### WHAT THE TASK REQUIRES
All that is needed is every record, duplicated exactly.

### DATA FOR ANALYSIS
= = = = = = =
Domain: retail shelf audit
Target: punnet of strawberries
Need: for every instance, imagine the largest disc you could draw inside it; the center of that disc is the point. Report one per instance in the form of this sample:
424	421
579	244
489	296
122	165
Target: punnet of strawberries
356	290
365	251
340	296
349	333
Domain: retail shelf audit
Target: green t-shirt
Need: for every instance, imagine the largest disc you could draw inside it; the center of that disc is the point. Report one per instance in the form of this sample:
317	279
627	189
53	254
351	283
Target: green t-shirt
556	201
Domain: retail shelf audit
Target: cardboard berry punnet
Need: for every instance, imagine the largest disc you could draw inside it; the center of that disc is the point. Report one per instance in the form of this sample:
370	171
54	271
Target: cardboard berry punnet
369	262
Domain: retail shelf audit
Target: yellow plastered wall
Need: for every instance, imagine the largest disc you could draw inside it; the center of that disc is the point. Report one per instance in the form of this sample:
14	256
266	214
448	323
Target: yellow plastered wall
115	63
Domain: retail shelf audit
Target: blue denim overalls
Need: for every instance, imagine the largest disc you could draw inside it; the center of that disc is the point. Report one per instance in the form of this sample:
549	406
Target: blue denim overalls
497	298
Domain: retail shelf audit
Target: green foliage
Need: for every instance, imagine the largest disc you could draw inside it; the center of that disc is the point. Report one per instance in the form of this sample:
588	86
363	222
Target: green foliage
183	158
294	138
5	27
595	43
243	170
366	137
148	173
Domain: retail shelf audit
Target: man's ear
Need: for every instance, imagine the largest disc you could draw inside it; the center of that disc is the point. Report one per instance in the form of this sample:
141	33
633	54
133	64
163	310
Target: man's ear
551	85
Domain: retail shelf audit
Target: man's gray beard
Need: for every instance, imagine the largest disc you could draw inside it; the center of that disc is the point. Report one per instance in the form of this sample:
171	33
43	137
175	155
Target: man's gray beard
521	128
= = = = = = =
### SOLUTION TO THIS EXERCISE
Domain: retail shelf audit
Target: punnet of strawberries
Need: for every instance, imagine the largest disc you could draw inside it; the center of that disc is the point. Report one per instance in the form of this sample:
424	421
579	244
489	296
122	165
Target: punnet of strawberries
356	290
365	251
340	296
349	333
Domain: retail shelf audit
Target: green t-shirt
Need: for every instance, imagine the largest disc you could draw inside it; the center of that disc is the point. Report one per instance in the form of this sample:
317	279
627	189
53	254
351	283
Target: green t-shirt
556	201
Domain: retail shelf audit
Target: cardboard berry punnet
Need: for every instance, imagine the largest disc you could draw inside it; the center of that disc is the point. Report one per instance in the form of this sample:
370	171
54	271
Target: cardboard berry punnet
369	262
Domain: retail shelf audit
Target: yellow plastered wall
Need: for every instance, imagine the largest disc you could draw inside it; the center of that disc is the point. Report one per instance in the form of this sample:
14	256
266	214
448	323
Target: yellow plastered wall
115	63
Domain: retail shelf audit
Target: blue denim overalls
Need: for every instance, imagine the largest disc you could draw inside it; the center of that disc is the point. Report one per instance in the form of this sample:
549	406
Target: blue denim overalls
497	298
Domain: retail shelf audit
Target: green foliage
Need: for every instance, imagine the largest disc you could draw inside it; the center of that disc is the point. Report one per instance in the form of this sample:
588	86
363	222
Target: green foliage
183	158
294	138
5	27
595	43
243	170
366	137
148	173
Domain: retail shelf audit
Target: man's ear
Need: for every instance, imagine the largest disc you could draw inside it; the center of that disc is the point. Report one per instance in the form of this sample:
141	33
633	54
133	64
163	310
Target: man's ear
551	85
Domain: retail shelf audit
Target: man's gray beard
Need: for every instance, imagine the largest disc you could draw inside it; the center of that disc is the point. Report one per instance in the form of this sample:
171	33
43	137
175	155
Target: man's gray beard
521	128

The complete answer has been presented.